§ Work required:
Add 143 to each coordinate in the answers and write out every line of the data again, starting with the line that contains "Warehouse picking: mark the packing" and going on through the end of the data. Leave the pictures out of your answer.

§ Records supplied:
# # # #

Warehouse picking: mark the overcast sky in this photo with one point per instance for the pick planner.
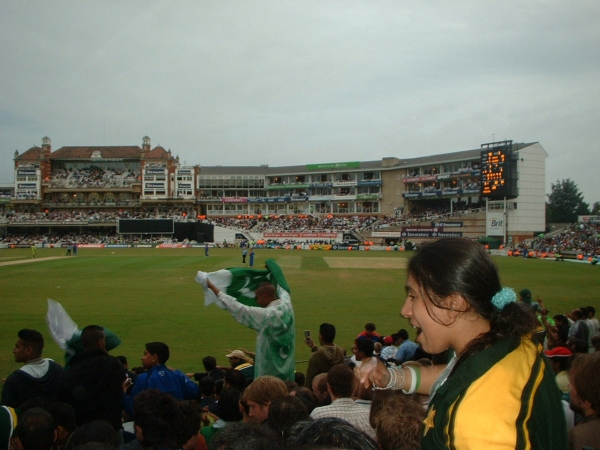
(285, 83)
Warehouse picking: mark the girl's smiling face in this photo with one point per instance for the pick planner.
(435, 337)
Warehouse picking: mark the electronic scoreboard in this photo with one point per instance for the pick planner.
(497, 170)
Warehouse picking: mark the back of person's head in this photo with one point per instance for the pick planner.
(209, 363)
(327, 331)
(235, 379)
(399, 424)
(35, 402)
(320, 383)
(584, 378)
(329, 432)
(92, 337)
(577, 345)
(122, 359)
(290, 384)
(228, 407)
(160, 349)
(299, 378)
(95, 431)
(576, 314)
(264, 390)
(367, 346)
(207, 386)
(284, 412)
(244, 436)
(156, 416)
(64, 419)
(187, 435)
(32, 338)
(36, 430)
(340, 379)
(449, 267)
(306, 396)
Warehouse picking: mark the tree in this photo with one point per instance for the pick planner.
(565, 202)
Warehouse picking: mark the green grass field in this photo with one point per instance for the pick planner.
(146, 295)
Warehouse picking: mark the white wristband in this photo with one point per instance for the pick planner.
(413, 381)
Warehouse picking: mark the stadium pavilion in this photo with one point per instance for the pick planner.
(496, 190)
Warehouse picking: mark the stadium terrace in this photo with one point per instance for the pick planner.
(496, 190)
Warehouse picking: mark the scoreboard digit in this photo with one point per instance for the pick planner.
(495, 169)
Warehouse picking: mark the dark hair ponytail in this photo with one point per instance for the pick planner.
(461, 266)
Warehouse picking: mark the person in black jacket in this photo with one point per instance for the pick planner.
(93, 383)
(38, 377)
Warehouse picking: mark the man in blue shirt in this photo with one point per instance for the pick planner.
(159, 376)
(407, 348)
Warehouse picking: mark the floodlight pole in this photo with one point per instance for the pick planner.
(505, 221)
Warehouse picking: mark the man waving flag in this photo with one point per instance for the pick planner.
(258, 299)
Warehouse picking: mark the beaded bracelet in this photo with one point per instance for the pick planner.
(415, 379)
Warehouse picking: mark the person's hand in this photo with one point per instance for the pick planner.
(363, 372)
(202, 278)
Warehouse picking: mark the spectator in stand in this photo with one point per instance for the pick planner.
(207, 392)
(406, 349)
(369, 333)
(455, 296)
(259, 395)
(98, 431)
(65, 421)
(579, 329)
(36, 430)
(157, 416)
(585, 399)
(329, 433)
(188, 436)
(242, 362)
(340, 385)
(211, 369)
(93, 384)
(362, 351)
(39, 377)
(323, 358)
(307, 397)
(160, 377)
(319, 389)
(228, 411)
(284, 413)
(400, 424)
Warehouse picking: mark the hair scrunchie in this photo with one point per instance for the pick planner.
(504, 297)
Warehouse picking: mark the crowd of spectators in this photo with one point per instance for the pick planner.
(580, 237)
(94, 216)
(226, 407)
(93, 176)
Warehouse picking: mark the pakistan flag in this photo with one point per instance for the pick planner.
(241, 283)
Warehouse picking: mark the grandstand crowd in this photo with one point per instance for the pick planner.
(93, 176)
(97, 398)
(580, 237)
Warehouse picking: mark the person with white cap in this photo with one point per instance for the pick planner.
(242, 362)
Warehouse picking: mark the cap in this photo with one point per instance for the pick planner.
(558, 352)
(237, 354)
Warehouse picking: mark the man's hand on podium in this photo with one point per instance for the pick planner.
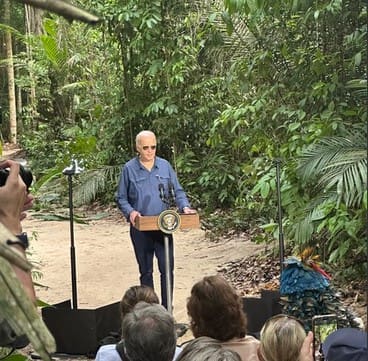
(188, 210)
(132, 216)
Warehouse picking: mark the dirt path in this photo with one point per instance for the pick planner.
(106, 264)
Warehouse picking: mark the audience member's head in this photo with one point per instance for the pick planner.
(216, 310)
(206, 349)
(135, 294)
(346, 344)
(149, 333)
(282, 338)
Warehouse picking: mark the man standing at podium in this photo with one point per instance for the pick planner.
(147, 186)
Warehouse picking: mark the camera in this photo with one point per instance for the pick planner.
(322, 326)
(25, 174)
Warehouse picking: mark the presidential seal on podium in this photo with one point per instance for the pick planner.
(169, 221)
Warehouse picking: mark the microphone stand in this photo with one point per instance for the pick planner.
(73, 169)
(169, 200)
(281, 235)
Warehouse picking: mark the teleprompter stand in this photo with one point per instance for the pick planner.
(79, 331)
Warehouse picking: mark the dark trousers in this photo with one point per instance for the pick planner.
(148, 244)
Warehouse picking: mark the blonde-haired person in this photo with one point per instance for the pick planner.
(283, 338)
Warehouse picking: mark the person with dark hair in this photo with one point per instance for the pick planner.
(149, 333)
(133, 295)
(144, 182)
(19, 320)
(206, 349)
(216, 310)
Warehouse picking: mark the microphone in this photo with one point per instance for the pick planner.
(161, 190)
(171, 191)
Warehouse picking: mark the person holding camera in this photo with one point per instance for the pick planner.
(14, 202)
(145, 182)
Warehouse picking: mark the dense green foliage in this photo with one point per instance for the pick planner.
(229, 87)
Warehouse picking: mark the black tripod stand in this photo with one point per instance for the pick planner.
(73, 169)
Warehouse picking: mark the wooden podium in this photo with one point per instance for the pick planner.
(150, 223)
(155, 223)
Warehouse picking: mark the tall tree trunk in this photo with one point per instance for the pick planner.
(10, 71)
(33, 24)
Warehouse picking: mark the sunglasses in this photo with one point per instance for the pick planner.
(145, 147)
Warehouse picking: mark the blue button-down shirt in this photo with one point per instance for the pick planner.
(139, 188)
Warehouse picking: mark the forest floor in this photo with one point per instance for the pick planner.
(106, 265)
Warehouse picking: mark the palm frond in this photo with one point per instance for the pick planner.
(338, 163)
(94, 182)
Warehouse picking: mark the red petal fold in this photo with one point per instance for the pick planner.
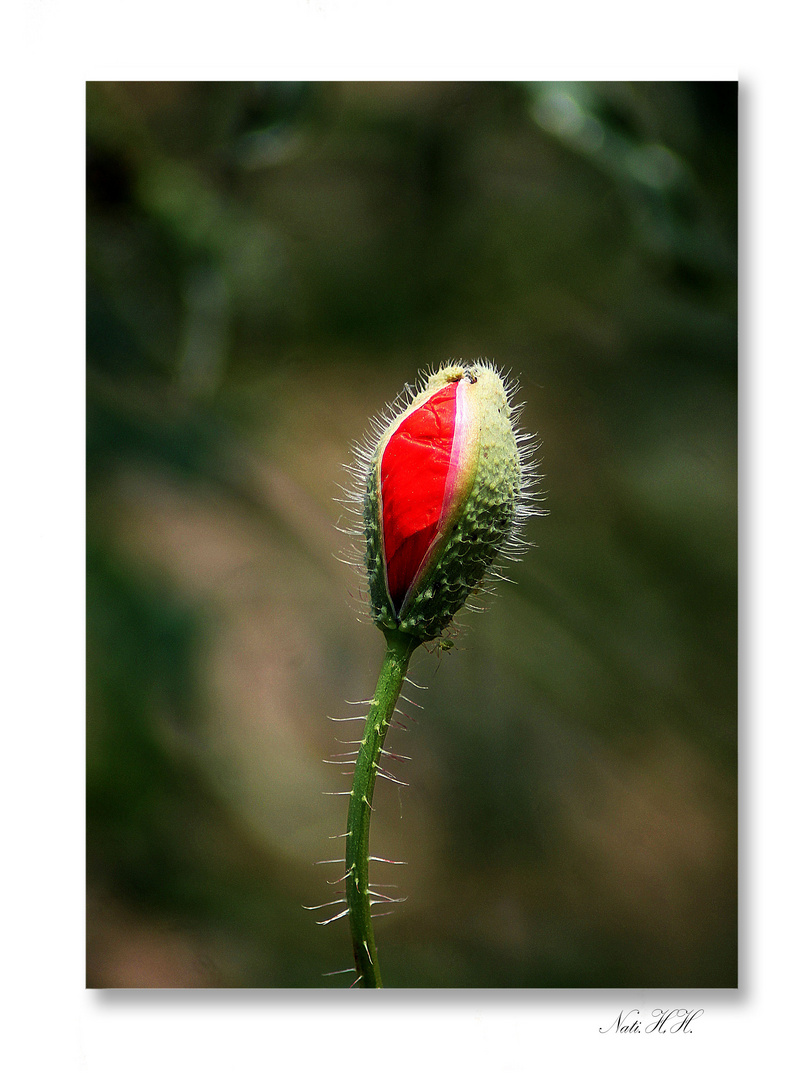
(414, 476)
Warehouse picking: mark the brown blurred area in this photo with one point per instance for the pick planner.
(268, 265)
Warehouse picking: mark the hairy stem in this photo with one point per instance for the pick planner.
(394, 669)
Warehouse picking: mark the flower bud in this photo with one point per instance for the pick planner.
(441, 498)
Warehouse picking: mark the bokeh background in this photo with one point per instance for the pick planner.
(268, 264)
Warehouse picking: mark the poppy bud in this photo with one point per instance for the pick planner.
(442, 498)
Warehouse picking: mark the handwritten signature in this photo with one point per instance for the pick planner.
(663, 1021)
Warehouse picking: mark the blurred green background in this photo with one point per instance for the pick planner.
(268, 264)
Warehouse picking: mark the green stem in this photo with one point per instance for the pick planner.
(394, 669)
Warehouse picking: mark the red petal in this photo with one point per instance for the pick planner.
(414, 475)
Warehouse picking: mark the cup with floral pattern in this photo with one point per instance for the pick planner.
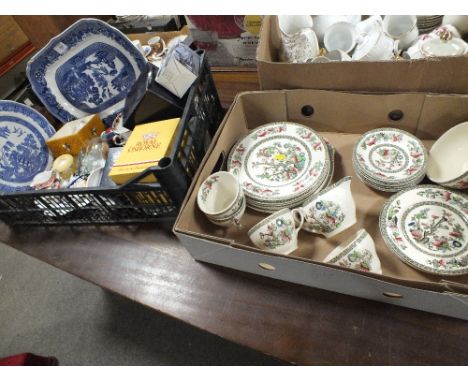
(278, 232)
(331, 210)
(358, 253)
(221, 199)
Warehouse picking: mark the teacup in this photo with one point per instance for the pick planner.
(372, 43)
(331, 210)
(402, 28)
(298, 41)
(340, 36)
(278, 232)
(458, 21)
(221, 199)
(357, 253)
(448, 162)
(323, 22)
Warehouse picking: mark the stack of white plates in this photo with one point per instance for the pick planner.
(281, 164)
(427, 23)
(389, 159)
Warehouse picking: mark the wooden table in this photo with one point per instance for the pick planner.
(297, 324)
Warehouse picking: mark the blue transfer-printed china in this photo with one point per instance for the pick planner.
(23, 149)
(89, 68)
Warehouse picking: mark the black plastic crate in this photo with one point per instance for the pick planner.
(132, 202)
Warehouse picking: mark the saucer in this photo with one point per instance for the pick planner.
(280, 162)
(427, 228)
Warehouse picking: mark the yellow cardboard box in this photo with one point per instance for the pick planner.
(146, 145)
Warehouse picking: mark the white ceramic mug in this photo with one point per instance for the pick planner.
(372, 43)
(357, 253)
(298, 41)
(402, 28)
(323, 22)
(341, 36)
(458, 21)
(278, 232)
(330, 211)
(221, 199)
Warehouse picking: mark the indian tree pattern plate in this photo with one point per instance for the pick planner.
(23, 149)
(280, 161)
(390, 155)
(427, 228)
(89, 68)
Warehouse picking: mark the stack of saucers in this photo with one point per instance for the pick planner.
(389, 159)
(281, 164)
(427, 24)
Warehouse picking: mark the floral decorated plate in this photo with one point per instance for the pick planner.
(23, 149)
(89, 68)
(390, 156)
(279, 162)
(427, 228)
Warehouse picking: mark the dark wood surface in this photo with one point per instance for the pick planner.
(297, 324)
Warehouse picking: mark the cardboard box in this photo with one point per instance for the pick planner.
(342, 118)
(228, 40)
(438, 75)
(146, 146)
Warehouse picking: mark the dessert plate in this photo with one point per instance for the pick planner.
(89, 68)
(279, 162)
(390, 156)
(23, 149)
(427, 228)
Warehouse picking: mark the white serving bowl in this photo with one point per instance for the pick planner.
(448, 158)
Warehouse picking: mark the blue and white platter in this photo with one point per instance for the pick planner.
(23, 149)
(89, 68)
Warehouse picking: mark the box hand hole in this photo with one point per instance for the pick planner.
(396, 115)
(307, 111)
(392, 295)
(267, 267)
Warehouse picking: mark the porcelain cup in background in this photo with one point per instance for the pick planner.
(278, 232)
(458, 21)
(331, 210)
(448, 158)
(298, 43)
(372, 43)
(358, 253)
(221, 199)
(323, 22)
(137, 44)
(341, 36)
(402, 28)
(338, 55)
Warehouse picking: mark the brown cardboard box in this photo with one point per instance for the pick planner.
(342, 118)
(437, 75)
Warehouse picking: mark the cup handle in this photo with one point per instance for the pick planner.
(298, 215)
(237, 223)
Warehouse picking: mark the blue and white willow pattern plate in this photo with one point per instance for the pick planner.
(23, 149)
(89, 68)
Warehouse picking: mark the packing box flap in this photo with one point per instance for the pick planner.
(426, 116)
(439, 75)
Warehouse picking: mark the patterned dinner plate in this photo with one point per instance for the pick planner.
(89, 68)
(23, 149)
(427, 228)
(280, 161)
(390, 156)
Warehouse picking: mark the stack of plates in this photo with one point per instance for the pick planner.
(427, 24)
(281, 164)
(389, 159)
(427, 228)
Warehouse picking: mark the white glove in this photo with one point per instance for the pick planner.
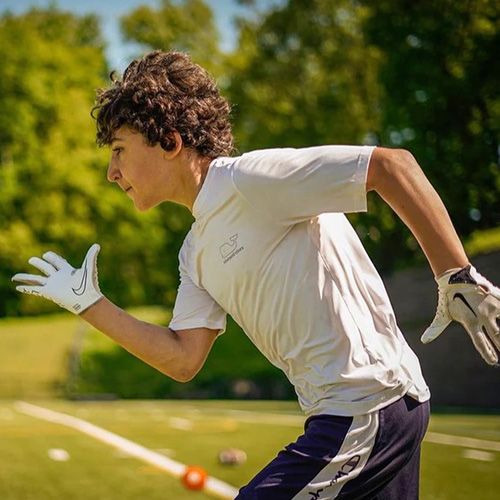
(74, 289)
(469, 298)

# # # #

§ Response for this exercise:
Warehouse picking: mark the packing box flap in this photo with one point per instance for the pick planner.
(569, 259)
(582, 218)
Warehouse picking: mark the patterned dinner plate in this photo with one point per instance for the pick planner.
(232, 211)
(166, 292)
(570, 371)
(423, 304)
(533, 299)
Warehouse picking: mark the stack of plates in this photo with one point per instance for the pick planner.
(570, 167)
(424, 307)
(532, 302)
(570, 371)
Warehouse picking: mark the white glove in this photo with one point per instance for the pick planner.
(217, 432)
(612, 441)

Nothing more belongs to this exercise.